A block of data
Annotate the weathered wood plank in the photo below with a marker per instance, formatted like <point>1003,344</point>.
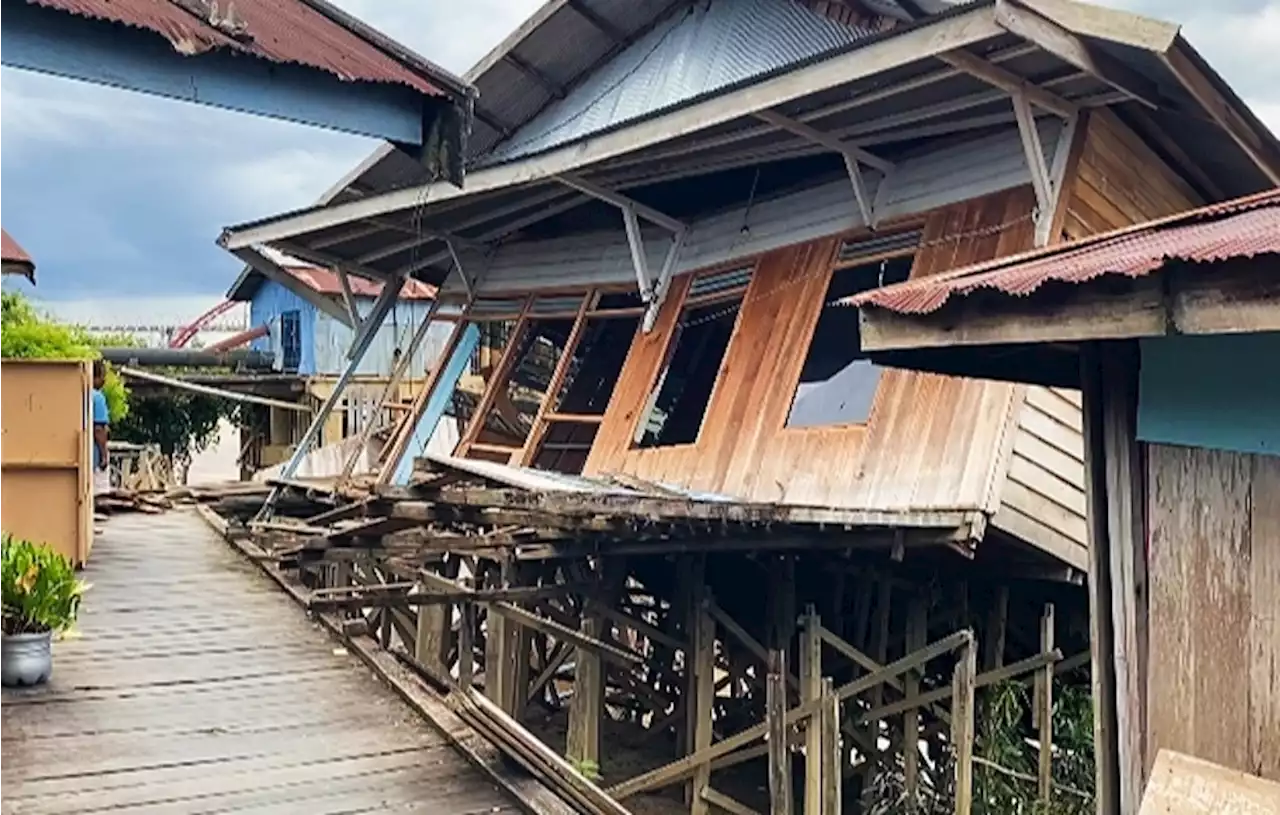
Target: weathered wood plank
<point>197,686</point>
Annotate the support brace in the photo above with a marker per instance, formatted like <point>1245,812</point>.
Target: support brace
<point>360,346</point>
<point>853,155</point>
<point>653,292</point>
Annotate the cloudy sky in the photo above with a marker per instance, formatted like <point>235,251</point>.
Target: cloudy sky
<point>120,196</point>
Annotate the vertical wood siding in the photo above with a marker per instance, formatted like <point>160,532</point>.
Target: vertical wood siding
<point>931,442</point>
<point>1214,671</point>
<point>1119,181</point>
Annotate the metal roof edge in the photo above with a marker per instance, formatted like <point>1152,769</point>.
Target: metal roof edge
<point>394,49</point>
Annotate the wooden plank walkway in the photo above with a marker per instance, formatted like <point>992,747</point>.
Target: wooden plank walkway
<point>199,687</point>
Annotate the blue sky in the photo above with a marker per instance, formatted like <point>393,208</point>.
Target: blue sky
<point>120,196</point>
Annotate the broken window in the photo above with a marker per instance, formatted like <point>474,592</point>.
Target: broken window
<point>516,401</point>
<point>291,339</point>
<point>679,401</point>
<point>575,413</point>
<point>837,383</point>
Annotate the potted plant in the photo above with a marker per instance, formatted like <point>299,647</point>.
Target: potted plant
<point>40,596</point>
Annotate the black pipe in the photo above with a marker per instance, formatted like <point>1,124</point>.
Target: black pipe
<point>190,357</point>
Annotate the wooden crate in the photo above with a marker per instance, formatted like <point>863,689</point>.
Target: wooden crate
<point>46,480</point>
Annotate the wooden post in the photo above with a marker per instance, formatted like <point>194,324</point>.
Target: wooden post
<point>435,628</point>
<point>586,706</point>
<point>507,650</point>
<point>1101,633</point>
<point>703,667</point>
<point>832,752</point>
<point>1125,522</point>
<point>780,755</point>
<point>997,630</point>
<point>917,637</point>
<point>1043,710</point>
<point>466,645</point>
<point>963,726</point>
<point>810,688</point>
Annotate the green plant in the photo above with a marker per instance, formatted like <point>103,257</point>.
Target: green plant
<point>588,769</point>
<point>39,589</point>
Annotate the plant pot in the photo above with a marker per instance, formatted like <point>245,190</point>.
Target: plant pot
<point>26,659</point>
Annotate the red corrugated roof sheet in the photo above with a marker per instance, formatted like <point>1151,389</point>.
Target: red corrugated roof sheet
<point>280,31</point>
<point>13,257</point>
<point>1240,228</point>
<point>327,283</point>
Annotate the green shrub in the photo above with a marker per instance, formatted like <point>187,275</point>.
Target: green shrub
<point>39,589</point>
<point>24,335</point>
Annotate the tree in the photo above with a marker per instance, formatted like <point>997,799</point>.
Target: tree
<point>179,422</point>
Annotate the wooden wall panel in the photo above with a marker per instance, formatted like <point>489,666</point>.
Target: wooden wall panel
<point>1119,181</point>
<point>1214,677</point>
<point>931,442</point>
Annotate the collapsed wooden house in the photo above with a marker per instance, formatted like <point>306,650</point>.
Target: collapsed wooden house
<point>671,447</point>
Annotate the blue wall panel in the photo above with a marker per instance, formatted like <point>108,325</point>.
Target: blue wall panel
<point>140,60</point>
<point>269,302</point>
<point>1219,392</point>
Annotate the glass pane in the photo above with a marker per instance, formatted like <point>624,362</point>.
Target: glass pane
<point>538,352</point>
<point>481,367</point>
<point>595,366</point>
<point>837,384</point>
<point>685,387</point>
<point>566,447</point>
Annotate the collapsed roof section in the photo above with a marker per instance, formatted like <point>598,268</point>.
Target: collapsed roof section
<point>14,260</point>
<point>868,96</point>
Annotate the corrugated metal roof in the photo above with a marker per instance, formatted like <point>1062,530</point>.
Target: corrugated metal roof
<point>14,259</point>
<point>1242,228</point>
<point>327,283</point>
<point>280,31</point>
<point>700,50</point>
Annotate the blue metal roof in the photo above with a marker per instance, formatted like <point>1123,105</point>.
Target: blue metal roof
<point>699,50</point>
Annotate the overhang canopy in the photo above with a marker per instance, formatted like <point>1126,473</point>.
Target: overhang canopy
<point>881,92</point>
<point>302,60</point>
<point>1206,271</point>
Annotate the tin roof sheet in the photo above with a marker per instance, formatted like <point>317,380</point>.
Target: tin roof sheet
<point>13,257</point>
<point>327,283</point>
<point>1240,228</point>
<point>304,32</point>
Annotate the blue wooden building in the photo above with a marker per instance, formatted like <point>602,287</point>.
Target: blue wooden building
<point>309,343</point>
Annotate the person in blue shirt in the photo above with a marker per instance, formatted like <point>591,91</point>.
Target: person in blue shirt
<point>101,422</point>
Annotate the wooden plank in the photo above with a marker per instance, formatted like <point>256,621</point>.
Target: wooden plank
<point>1101,633</point>
<point>1182,784</point>
<point>776,722</point>
<point>220,697</point>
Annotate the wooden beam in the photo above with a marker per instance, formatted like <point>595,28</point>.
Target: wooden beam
<point>1009,82</point>
<point>958,31</point>
<point>1023,21</point>
<point>776,723</point>
<point>1043,709</point>
<point>1101,631</point>
<point>1127,536</point>
<point>963,727</point>
<point>685,767</point>
<point>826,140</point>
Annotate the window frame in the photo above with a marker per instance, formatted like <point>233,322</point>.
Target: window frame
<point>836,268</point>
<point>670,342</point>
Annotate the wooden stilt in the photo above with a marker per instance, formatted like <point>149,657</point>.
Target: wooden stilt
<point>963,727</point>
<point>832,752</point>
<point>917,637</point>
<point>776,720</point>
<point>703,665</point>
<point>1045,709</point>
<point>810,688</point>
<point>997,630</point>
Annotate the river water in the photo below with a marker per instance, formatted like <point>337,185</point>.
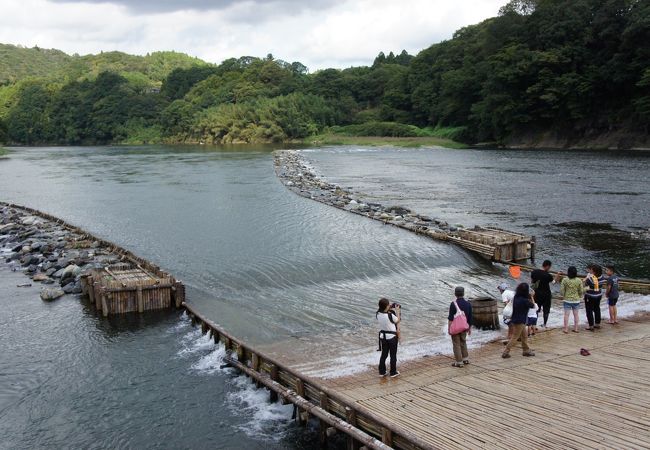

WRITTEN TASK
Rewrite the rows in the part that opens with the line containing "Annotate the blue wooden" and closes with the line containing "<point>101,422</point>" as a two-column CSV headed text and answer, with one line for each row. Enclose every field in double quotes and replace any line breaks inside a field with spaces.

THE OUTPUT
text,answer
"Annotate the blue wooden building in the photo above with a marker per instance, formatted like <point>602,287</point>. Target: blue wooden building","<point>309,343</point>"
"Annotate the person in blue shirt in the photo above with a marker per instance, formatted like <point>591,91</point>. Target: person in blue shirt","<point>101,422</point>"